(Исходный текст):
В процессе тренировки боец концентрируется на каких-то образах, приводя сознание в спокойное и ровное состояние, не замутненное никакими чувствами. Даже хороший знаток не сумеет определить, из какого контекста взят пассаж о достижении «покоя сердца»: «Вскармливай корень души и успокаивай сердце, пестуя тем самым Дао».[19] Этот отрывок — из наставлений в синъицюань, а «покой сердца» «позволит бойцу совершать удивительное» — «взметаться в небо как грозный дракон, приземляться как удар грома, поднимаясь — не обладать формой, опускаясь — не оставлять и следов». Человек, подобный Дао (ведь это его атрибуты — «бесформенность» и «бесследность»), обладает какой-то удивительной глубиной сердца и эмоций, сверхпокоем души, позволяющими сделать все. Здесь нет даже места решимости или упорству — абсолютное спокойствие, недвижимость духа. Это особый, малопонятный нам тип концентрации, которая не требует концентрации. Это особая праздность, умиротворенная незамутненность духа. Забавно, что гунфу можно достичь и в беззаботной беседе, и в практике ушу, и в написании иероглифов, и в прогулке по саду, чем обычно занимались благородные конфуцианские мужи.
Путь к тому, что «не имеет формы»
Перед нами — преемственность всех видов искусства в китайской культуре, где плод творения — картина, стихотворение или мастерски выполненный прием — не обычное отражение творческих потенций человека, но лишь путь воспитания духа, способ привести его в работу, сложная духовная дисциплина. В этом особый смысл китайской эстетики — не достичь во время всякого действия столь обычного для западных людей мучительного напряжения сознания, но проникнуться возвышенным и одновременно непривязанно-праздным духом, Благой мощью (Дэ) человека-творца. Известный философ-неоконфуцианец Мин Тао (XI век) так описал смысл своих занятий: «Когда я занимаюсь каллиграфией, я крайне серьезен. Моя цель — не в том, чтобы каллиграфия была хороша. Мои занятия — это лишь путь духовного совершенствования».[20]
Странное и непривычное для нас состояние сознания «мастера всех дел» в китайской традиции — праздное, легкое, спокойное, не заостренное ни на чем. Действие, будь то даже многочасовая тренировка, превращено не в тяжкий, изматывающий труд, а в антидействие, особое вдохновение сознания. На Западе неоднократно доводится встречать определение гунфу как утомительного или упорного труда, но как раз «труда» здесь никакого нет, хотя в чисто физическом смысле какая-то работа совершается. У западных последователей ушу считается, что раз достижение гунфу — это долгий и упорный труд, надо приложить все усилия к тому, чтобы чего-то добиться. У китайцев же наоборот: целевая направленность снята, действие превращено в символически-ритуальную мистерию духа, и поэтому можно достигнуть «того, что не имеет и следа». Но так как такое достижение (кстати, в отличие от технического мастерства — «малого достижения», оно звалось «большим достижением» — да-чэн) невидимо для внешнего наблюдателя, а гунфу абсолютно несубстанциально и запредельно, непосвященному даже не ясно, зачем стоит тратить столько усилий ради «праздности духа».

(Набор данных):
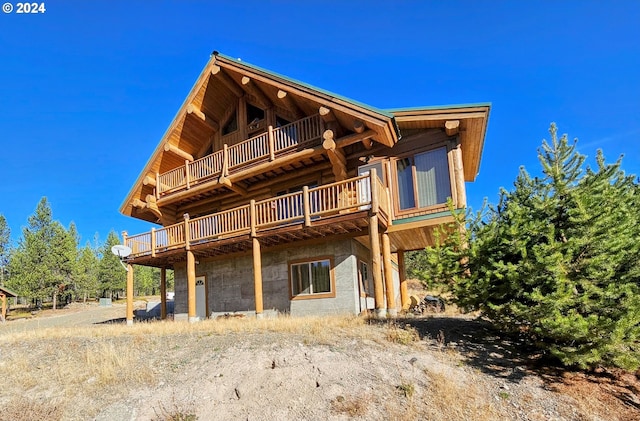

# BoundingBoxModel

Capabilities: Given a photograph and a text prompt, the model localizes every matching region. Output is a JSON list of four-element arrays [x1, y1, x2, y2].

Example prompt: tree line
[[411, 125, 640, 370], [0, 197, 172, 309]]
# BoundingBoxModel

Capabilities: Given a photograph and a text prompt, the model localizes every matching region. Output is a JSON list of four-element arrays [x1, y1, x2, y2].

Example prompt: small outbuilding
[[0, 286, 18, 322]]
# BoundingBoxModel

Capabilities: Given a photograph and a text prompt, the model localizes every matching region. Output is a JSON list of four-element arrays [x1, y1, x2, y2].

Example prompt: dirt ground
[[0, 306, 640, 421]]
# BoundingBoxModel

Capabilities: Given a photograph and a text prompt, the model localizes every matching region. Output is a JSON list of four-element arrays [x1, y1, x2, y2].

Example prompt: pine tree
[[98, 231, 126, 298], [425, 125, 640, 369]]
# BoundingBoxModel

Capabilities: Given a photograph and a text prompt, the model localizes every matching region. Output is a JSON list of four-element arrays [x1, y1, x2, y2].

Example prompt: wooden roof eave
[[390, 103, 491, 181], [120, 57, 219, 222]]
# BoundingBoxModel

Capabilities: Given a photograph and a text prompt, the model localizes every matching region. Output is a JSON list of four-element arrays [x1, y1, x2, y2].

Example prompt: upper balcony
[[156, 115, 323, 200], [124, 170, 391, 265]]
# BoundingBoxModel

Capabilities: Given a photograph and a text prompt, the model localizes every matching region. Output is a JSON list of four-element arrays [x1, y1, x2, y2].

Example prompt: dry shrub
[[386, 323, 420, 345], [0, 396, 64, 421], [331, 395, 372, 418], [425, 370, 501, 421]]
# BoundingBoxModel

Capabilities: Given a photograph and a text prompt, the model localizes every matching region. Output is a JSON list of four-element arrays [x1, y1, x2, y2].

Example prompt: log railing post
[[269, 126, 276, 161], [127, 263, 133, 326], [184, 213, 191, 250], [151, 228, 156, 257], [160, 268, 167, 320], [220, 143, 229, 179], [302, 186, 311, 227], [184, 159, 191, 190], [156, 173, 162, 199], [249, 199, 258, 237]]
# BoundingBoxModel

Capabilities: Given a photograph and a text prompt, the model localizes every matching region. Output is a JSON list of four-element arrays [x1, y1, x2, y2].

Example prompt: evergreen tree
[[98, 231, 126, 298], [0, 214, 11, 285], [425, 125, 640, 369]]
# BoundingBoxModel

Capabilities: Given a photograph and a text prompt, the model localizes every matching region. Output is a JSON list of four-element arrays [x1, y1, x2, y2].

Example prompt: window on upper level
[[394, 148, 451, 211], [222, 112, 238, 136]]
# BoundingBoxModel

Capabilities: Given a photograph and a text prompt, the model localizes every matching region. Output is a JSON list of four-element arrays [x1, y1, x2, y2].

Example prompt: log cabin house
[[120, 52, 490, 323]]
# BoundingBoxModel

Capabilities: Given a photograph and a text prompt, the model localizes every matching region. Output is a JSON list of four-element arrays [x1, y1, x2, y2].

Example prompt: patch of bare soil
[[0, 308, 640, 421]]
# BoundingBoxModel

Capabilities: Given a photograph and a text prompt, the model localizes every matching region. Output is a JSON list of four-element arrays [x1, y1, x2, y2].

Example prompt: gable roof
[[388, 102, 491, 181], [120, 51, 488, 222]]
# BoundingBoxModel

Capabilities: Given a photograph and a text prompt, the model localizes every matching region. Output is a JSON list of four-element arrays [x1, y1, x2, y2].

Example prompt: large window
[[289, 258, 335, 298], [396, 148, 451, 210]]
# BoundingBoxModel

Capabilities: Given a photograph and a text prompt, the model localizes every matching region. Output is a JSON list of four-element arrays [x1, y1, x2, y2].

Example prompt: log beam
[[187, 250, 198, 323], [382, 231, 398, 319], [242, 76, 273, 108], [146, 194, 162, 219], [444, 120, 460, 136], [187, 104, 220, 132], [164, 142, 194, 162], [278, 89, 304, 120], [218, 177, 249, 196], [322, 130, 347, 181], [211, 64, 244, 98], [142, 175, 157, 187], [251, 237, 264, 319]]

(Формулировка задания):
Напишите продолжение текста о гунфу в китайской традиции, начиная сразу после его последнего предложения. Данные для этой работы не понадобятся.

(Результат выполнения):
Для Китая гунфу — это сверхспокойствие мира. Но не стоит его понимать как насильственное помещение своего разума в состояние спокойствия, умение «загнать» его туда особыми успокоительными формулами аутотренинга. Это уже насилие, нарушение естественности. Китайцы давали простой совет: надо не думать. Тот же Мин Тао рассуждал: «Нужно ли думать, перед тем как понять? Почему говорят, что не нужно иметь вещи в уме?» Через сотню лет ему в непрекращающемся во времени диалоге мудрецов ответил известный философ Чжу Си (XII век): «Зачем думать над вещами? Поскольку вещь — это часть прошлого, то зачем же позволять ей задерживаться в мозгу?»[21] Когда уходят все мысли, размышления над смыслом приемов и самого ушу, то наступает истинное сосредоточение без напряжения, восприятие смысла вещей происходит непосредственно и интуитивно.
Интуитивный характер ушу во многом получил свое осмысление после развития в Китае чань-буддизма, который учил «постижению истинности», «не опираясь на письменные знаки», тому, что «твое сердце — и есть Будда», «нельзя искать Дао вне себя». Под этим влиянием и сформировалось то, что мы назвали «обучением по аналогии». Сначала нужно не обучить технике, а привить или передать то особое, чисто-открытое состояние сознания, о котором говорили учителя. А дальше на эту материю можно накладывать любой рисунок: учить, например, ушу или кулинарному искусству—в этот момент человек потенциально умеет все, так как «единотелесен» с Дао.
Приведем забавную чаньскую притчу о том, что состояние духа намного важнее технического мастерства. Будущий чаньский патриарх Шигун был в молодости великолепным охотником и прославился тем, что убивал животное стрелой с первого же выстрела. Однажды, охотясь в лесу, он встретился со знаменитым чаньским мастером Мацзу.
— Кто ты такой? — поинтересовался Мацзу.
— Охотник, — ответил Шигун.
— И ты умеешь стрелять из лука?
— Конечно!
— А сколько животных ты можешь убить одной стрелой?
— Одной стрелой я убиваю одно животное.
— Ха-ха-ха, да ты, видно, не понимаешь, как надо посылать стрелы в цель.
— А ты что, понимаешь, как делать это?
— Я-то конечно понимаю.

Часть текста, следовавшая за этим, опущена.